--- Supplied records ---
** BEGIN **

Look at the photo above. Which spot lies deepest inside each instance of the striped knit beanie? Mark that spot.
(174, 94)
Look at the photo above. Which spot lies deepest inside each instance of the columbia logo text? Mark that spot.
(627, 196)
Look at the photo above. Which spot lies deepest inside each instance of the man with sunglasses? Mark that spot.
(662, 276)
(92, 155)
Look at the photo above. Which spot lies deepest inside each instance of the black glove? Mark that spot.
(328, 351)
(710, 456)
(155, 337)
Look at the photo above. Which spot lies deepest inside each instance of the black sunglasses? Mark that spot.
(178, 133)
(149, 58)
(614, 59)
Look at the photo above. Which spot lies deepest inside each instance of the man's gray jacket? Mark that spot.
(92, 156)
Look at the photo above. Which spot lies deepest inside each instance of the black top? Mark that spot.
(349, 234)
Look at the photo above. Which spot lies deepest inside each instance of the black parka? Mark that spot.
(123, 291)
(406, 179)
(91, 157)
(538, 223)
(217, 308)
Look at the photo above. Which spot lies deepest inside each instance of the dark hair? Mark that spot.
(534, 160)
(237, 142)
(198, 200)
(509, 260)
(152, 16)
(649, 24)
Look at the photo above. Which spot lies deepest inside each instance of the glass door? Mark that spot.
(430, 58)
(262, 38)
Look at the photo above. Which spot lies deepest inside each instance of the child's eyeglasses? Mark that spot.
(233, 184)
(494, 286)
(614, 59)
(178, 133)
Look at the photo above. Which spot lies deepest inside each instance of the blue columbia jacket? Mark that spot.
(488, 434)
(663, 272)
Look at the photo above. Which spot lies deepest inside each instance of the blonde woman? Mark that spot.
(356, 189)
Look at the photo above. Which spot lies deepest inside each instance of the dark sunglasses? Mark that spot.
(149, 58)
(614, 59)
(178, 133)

** END **

--- What you have to do ---
Copy only the stretch running from the line containing "hair? Mark that spot." to the final line of the entries, both ends included, exactly as it stands.

--- Exercise answer ---
Look at the photo above. Which spot lies deepest inside each instance of the dark hair? Mark that spot.
(534, 160)
(237, 142)
(198, 200)
(509, 260)
(152, 16)
(649, 24)
Look at the photo above. Which spot lies deepest inside each instance of the glass door? Mark that spot.
(430, 58)
(262, 38)
Look at the photo above. Which spot lies deepest inside each instance of the child's eyeglasses? Mark that spot.
(233, 184)
(494, 286)
(614, 59)
(178, 133)
Look at the photo above. Which spot lies deepest inside each instance of the blue columbia jacket? Mark that spot.
(488, 434)
(663, 272)
Look at the photo above. Which spot lies deepest inside each instance of the blonde woman? Mark that spot.
(356, 189)
Look at the photo above. Which spot lies deepest inside each instance of the dark sunglasses? Mark that spot.
(149, 58)
(614, 59)
(178, 133)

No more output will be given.